[DATA Boundary: Start]
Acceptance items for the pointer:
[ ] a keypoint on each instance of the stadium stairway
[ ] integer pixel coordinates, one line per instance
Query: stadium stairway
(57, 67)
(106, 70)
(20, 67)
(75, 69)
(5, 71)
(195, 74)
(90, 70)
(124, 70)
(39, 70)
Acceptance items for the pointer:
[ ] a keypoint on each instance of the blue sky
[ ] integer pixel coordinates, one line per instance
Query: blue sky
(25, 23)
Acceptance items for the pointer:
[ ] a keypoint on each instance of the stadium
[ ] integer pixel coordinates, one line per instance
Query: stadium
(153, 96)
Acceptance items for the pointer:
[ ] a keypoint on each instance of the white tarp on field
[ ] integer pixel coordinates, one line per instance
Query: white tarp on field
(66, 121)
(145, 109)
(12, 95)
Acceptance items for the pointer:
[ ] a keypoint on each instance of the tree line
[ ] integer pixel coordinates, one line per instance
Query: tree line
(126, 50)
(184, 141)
[DATA Boundary: End]
*YOUR OBJECTIVE*: Each record must be returned exactly as it is written.

*SOLUTION*:
Acceptance items for the pointer:
[ ] a keypoint on each instance of the stadium stairway
[ ] integer pixel coordinates, one line per instance
Query: stadium stairway
(57, 67)
(106, 70)
(20, 67)
(75, 69)
(5, 71)
(195, 74)
(90, 70)
(124, 70)
(39, 70)
Acceptance items for the pointer:
[ ] a keypoint on each instance of the blue sky
[ ] integer pixel coordinates, one line per instance
Query: blue sky
(25, 23)
Acceptance items for the pointer:
[ ] a keypoint on each instance of the stadium
[ ] integer pixel coordinates, one line per instance
Query: stadium
(153, 96)
Acceptance items for the pointer:
[ ] a keypoint on each instance of the white tarp on field
[ ] integer pixel coordinates, one line per instance
Query: white tarp on field
(66, 121)
(145, 109)
(12, 95)
Acceptance items for the pointer:
[ ] a keypoint on each instance of the tree line
[ ] integer pixel coordinates, one line per instance
Query: tree line
(126, 50)
(184, 141)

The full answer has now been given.